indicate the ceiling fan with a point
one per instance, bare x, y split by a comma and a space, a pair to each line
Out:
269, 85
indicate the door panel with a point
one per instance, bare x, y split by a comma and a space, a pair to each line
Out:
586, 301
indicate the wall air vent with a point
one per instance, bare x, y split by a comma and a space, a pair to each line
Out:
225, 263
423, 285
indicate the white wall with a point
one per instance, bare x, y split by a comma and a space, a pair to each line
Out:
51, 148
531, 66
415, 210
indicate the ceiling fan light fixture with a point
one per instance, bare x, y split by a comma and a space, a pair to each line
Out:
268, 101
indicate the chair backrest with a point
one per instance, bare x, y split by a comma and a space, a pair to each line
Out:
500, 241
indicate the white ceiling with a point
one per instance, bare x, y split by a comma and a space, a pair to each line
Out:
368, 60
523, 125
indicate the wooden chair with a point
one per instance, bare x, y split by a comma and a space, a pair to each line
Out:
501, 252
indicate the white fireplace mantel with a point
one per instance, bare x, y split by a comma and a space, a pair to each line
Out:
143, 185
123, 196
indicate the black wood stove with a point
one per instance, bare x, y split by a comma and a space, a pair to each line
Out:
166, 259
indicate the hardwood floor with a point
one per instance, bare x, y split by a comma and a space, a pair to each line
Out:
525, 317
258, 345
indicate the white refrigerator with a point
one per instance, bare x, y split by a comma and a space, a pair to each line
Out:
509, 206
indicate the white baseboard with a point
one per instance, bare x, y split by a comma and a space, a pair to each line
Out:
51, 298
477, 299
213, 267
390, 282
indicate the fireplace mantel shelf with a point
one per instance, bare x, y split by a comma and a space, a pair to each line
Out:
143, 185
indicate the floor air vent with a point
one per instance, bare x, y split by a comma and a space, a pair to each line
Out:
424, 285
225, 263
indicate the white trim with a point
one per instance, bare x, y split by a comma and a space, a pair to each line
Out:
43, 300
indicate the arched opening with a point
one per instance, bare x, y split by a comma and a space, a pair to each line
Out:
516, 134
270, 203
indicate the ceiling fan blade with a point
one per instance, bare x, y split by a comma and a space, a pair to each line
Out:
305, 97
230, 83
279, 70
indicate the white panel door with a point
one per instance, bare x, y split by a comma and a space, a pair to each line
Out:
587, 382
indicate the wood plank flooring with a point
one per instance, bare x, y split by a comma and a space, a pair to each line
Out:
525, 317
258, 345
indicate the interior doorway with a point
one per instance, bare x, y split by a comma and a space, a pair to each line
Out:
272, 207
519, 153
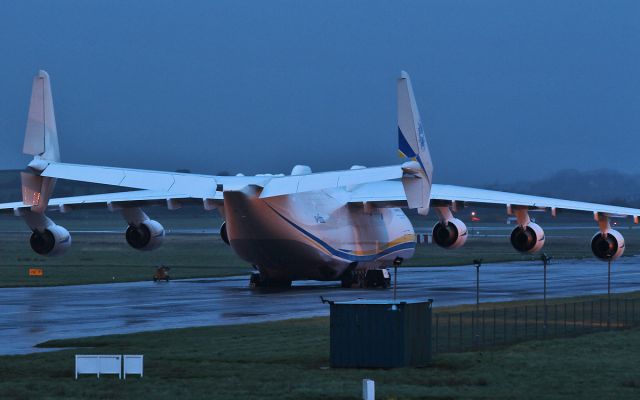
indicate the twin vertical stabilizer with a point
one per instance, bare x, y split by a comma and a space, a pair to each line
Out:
41, 136
412, 143
40, 141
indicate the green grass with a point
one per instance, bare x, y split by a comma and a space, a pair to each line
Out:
289, 360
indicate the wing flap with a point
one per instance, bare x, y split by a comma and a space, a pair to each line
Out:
392, 192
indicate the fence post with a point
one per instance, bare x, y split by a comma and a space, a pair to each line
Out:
555, 317
483, 329
515, 323
435, 350
449, 331
617, 313
504, 326
494, 326
460, 321
525, 320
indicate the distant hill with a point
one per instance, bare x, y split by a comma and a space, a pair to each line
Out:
602, 186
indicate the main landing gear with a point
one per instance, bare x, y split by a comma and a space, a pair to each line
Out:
371, 278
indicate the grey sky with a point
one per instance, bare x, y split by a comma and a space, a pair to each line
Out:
508, 90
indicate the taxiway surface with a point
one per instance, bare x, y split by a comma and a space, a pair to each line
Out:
32, 315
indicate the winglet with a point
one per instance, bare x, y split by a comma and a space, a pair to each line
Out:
412, 143
41, 135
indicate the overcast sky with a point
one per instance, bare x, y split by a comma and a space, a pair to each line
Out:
508, 90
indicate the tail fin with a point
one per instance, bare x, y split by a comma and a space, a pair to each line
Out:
40, 141
412, 143
41, 136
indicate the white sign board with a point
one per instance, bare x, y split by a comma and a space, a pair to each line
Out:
99, 364
133, 364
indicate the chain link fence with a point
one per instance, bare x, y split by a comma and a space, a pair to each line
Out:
470, 330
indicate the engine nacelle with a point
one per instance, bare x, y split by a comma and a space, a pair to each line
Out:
54, 241
609, 247
223, 233
451, 235
529, 239
149, 235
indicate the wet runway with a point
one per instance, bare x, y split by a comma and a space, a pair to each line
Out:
32, 315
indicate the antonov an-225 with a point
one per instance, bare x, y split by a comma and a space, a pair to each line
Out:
338, 225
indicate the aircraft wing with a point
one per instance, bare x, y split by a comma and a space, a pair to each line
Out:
136, 198
206, 186
392, 194
200, 186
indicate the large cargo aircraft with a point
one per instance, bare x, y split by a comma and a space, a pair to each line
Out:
339, 225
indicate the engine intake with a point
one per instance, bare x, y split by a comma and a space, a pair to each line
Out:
529, 239
450, 235
607, 247
53, 241
149, 235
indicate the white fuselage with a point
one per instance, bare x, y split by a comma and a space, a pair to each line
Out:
314, 235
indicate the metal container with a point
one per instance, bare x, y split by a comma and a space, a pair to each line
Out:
380, 334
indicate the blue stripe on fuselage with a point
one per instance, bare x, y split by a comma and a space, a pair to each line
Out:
344, 254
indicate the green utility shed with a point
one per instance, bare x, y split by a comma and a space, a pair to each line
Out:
380, 334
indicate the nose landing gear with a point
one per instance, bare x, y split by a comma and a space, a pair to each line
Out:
371, 278
258, 280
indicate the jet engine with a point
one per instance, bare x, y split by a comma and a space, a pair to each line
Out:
148, 235
450, 234
53, 241
609, 246
223, 233
529, 239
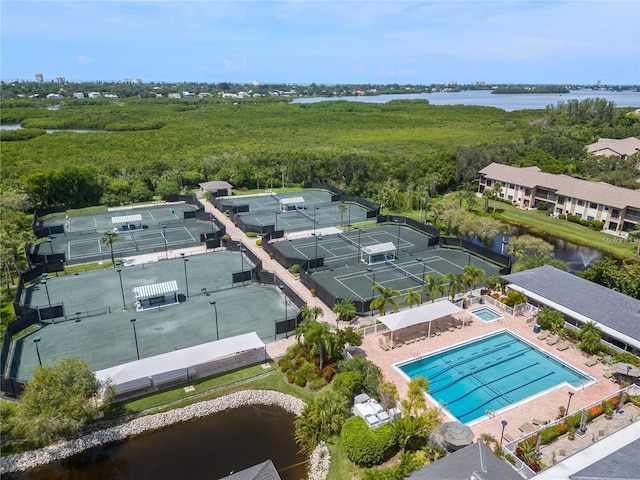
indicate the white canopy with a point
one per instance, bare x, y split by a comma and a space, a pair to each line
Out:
126, 219
180, 359
292, 201
379, 248
422, 314
155, 290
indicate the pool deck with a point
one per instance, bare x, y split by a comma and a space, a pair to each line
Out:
543, 408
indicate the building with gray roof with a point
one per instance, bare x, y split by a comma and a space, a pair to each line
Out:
580, 300
473, 462
617, 207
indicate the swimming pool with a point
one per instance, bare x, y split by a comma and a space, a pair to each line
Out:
489, 374
487, 314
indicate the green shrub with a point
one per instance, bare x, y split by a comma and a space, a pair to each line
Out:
548, 435
367, 447
348, 383
295, 268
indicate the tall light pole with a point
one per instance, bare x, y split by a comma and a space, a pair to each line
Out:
241, 249
423, 269
135, 335
215, 307
315, 209
186, 279
504, 424
46, 287
360, 230
286, 313
373, 283
36, 340
164, 235
124, 304
569, 402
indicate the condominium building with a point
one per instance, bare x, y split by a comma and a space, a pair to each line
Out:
617, 207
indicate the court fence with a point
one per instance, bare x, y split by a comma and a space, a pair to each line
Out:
337, 195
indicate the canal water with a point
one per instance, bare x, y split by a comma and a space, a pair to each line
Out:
209, 448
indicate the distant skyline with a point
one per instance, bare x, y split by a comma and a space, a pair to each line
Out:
329, 42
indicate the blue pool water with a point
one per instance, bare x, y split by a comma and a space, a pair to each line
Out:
490, 374
486, 314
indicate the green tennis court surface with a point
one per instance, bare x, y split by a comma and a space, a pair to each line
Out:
139, 230
344, 275
107, 339
319, 211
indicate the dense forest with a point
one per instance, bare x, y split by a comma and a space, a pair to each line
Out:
152, 147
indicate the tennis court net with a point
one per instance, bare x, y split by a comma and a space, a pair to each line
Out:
306, 215
348, 240
405, 272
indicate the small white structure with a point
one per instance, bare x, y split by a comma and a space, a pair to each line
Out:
372, 412
380, 252
291, 203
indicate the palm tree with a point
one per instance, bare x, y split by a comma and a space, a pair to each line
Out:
434, 286
342, 207
316, 337
345, 309
456, 284
590, 338
497, 186
108, 238
474, 276
385, 299
412, 298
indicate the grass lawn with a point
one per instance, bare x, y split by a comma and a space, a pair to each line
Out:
541, 224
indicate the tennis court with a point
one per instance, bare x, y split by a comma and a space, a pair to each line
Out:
318, 211
102, 334
406, 272
346, 274
139, 230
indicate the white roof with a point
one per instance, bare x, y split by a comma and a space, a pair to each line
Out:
291, 200
379, 248
126, 219
422, 314
180, 359
155, 290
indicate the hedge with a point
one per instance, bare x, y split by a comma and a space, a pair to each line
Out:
367, 447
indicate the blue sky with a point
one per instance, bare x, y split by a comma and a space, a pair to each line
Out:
404, 42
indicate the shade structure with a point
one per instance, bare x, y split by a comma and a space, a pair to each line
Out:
626, 369
456, 435
155, 290
422, 314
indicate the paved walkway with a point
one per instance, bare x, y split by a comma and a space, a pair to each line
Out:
543, 408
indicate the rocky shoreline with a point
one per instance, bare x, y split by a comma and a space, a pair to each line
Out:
318, 465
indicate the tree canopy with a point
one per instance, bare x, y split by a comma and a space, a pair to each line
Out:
57, 401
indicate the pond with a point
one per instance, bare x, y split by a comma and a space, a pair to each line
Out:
211, 447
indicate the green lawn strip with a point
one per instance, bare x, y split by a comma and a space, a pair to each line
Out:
563, 229
341, 467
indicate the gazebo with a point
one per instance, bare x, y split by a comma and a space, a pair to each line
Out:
155, 295
380, 252
291, 203
427, 313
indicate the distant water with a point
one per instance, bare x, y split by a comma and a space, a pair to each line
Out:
484, 98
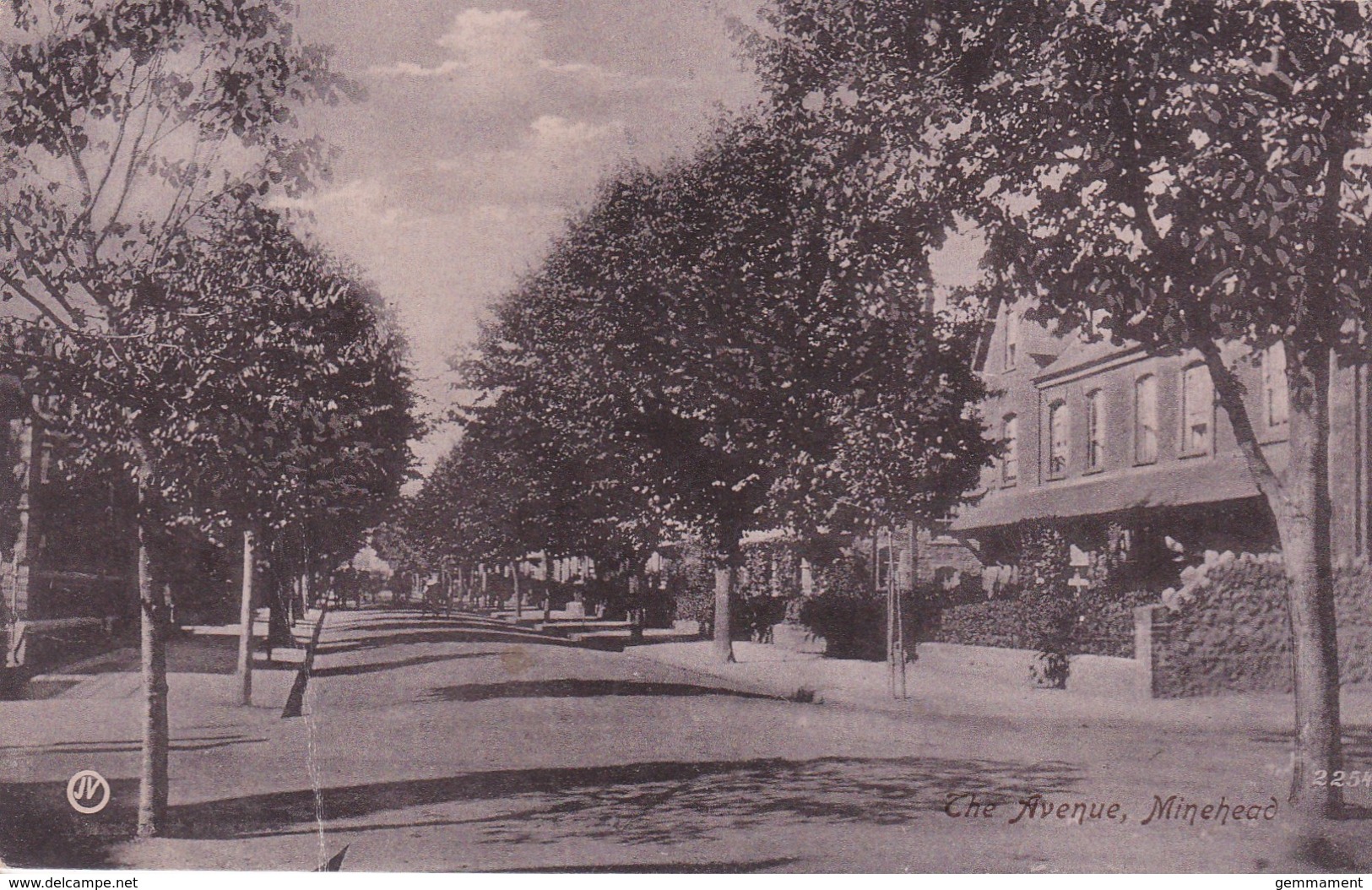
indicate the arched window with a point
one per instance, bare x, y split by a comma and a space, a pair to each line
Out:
1275, 404
1010, 463
1196, 410
1095, 430
1058, 439
1011, 338
1146, 420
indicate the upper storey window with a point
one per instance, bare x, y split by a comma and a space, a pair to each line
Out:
1058, 441
1275, 404
1095, 430
1196, 410
1011, 339
1146, 420
1010, 463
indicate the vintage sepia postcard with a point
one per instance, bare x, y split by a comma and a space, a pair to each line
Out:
689, 437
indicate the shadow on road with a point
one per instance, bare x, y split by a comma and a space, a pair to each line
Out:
654, 802
645, 802
373, 667
454, 635
198, 744
739, 867
575, 689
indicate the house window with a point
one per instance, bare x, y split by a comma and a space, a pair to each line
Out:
1273, 384
1011, 339
1095, 430
1196, 410
1010, 463
1146, 420
1057, 439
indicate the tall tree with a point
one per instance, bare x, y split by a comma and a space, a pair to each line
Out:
1179, 176
707, 327
120, 123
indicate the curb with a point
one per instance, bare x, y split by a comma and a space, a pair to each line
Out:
296, 700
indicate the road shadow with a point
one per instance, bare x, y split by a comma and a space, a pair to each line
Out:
737, 867
577, 689
124, 746
456, 635
654, 802
643, 802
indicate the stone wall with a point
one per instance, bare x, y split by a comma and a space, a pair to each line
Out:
1225, 630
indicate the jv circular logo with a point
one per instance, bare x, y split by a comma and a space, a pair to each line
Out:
88, 791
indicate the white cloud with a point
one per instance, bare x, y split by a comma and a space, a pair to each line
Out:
500, 46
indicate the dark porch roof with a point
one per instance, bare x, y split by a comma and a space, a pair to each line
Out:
1174, 483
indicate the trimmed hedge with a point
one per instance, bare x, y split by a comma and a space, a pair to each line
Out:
1106, 630
1229, 628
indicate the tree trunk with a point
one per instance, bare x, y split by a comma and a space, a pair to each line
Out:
1299, 503
279, 621
246, 616
153, 786
724, 635
1304, 520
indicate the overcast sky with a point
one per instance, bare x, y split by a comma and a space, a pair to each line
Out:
486, 123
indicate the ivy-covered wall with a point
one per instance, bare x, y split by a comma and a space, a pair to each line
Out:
1227, 628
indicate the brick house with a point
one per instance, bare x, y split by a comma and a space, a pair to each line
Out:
66, 547
1098, 435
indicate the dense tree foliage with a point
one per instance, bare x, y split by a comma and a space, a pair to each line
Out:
1180, 176
700, 343
149, 301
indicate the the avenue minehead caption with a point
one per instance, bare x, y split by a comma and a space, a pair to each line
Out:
1172, 808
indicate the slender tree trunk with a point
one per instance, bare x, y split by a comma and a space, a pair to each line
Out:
153, 786
1299, 503
1304, 520
246, 616
279, 623
724, 631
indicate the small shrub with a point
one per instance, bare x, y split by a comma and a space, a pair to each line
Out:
1049, 608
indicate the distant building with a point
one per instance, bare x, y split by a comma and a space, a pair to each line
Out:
1098, 435
68, 551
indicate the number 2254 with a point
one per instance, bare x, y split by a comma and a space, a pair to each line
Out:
1342, 779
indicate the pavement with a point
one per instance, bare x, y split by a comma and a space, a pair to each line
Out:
968, 681
465, 744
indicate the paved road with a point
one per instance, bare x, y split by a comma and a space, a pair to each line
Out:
463, 744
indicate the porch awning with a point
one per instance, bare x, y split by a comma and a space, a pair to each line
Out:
1174, 483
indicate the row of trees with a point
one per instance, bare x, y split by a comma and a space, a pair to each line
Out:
741, 339
702, 354
234, 376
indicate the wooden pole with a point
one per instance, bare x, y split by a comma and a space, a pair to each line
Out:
899, 616
246, 621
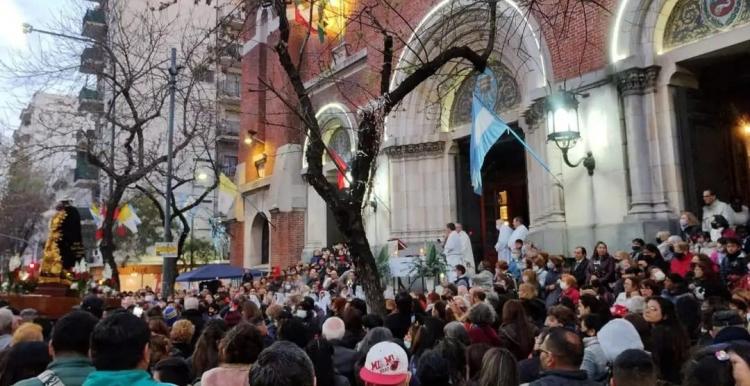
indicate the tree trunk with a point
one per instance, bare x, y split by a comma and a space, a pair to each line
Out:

§ **To do**: Give back exactly the lines from the beginning of the records through the line containing "indicate the white baseboard with a point", and only those.

§ **Answer to this exercise**:
indicate the ceiling fan with a point
one per instance, bare x, y split by a comma and a space, a pair to each line
Out:
269, 85
indicate the door panel with a point
one per instance, bare x, y split by a comma and a space, a pair to each line
Out:
586, 301
indicate the wall air vent with a point
one per instance, bare x, y split by a comma and a space, a pair to each line
Out:
225, 263
423, 285
indicate the white wall with a point
one per instance, bare x, y split by a comma and a space, a pair to each line
Out:
51, 148
531, 66
415, 210
indicate the ceiling fan light fixture with a point
one per instance, bare x, y split by a comma and a space, a pair to each line
Out:
268, 101
indicate the chair backrest with a point
one per instance, bare x, y split by a comma and a space, a pair to each line
Out:
500, 241
indicate the white ceiling with a point
one per instance, bare x, y split by a comma and a space, a pair to each line
Out:
368, 60
523, 125
indicate the wooden chair with a point
one per instance, bare x, y split by a comma and a space, a pair to each line
Out:
501, 252
indicate the white fireplace mantel with a point
one per instance, bare x, y split by a comma and a space, a pair to each line
Out:
143, 185
123, 196
indicate the black wood stove with a point
one per instance, bare x, y split by a comma and a space, a pair to each line
Out:
166, 259
indicate the hardwood floor with a point
one per instance, bare x, y split by a comma and a space, a pair to each line
Out:
525, 317
258, 345
indicate the white refrigerator with a point
one per instance, bare x, y split by a comma and a space, a pair to each line
Out:
509, 206
indicate the white baseboard with a point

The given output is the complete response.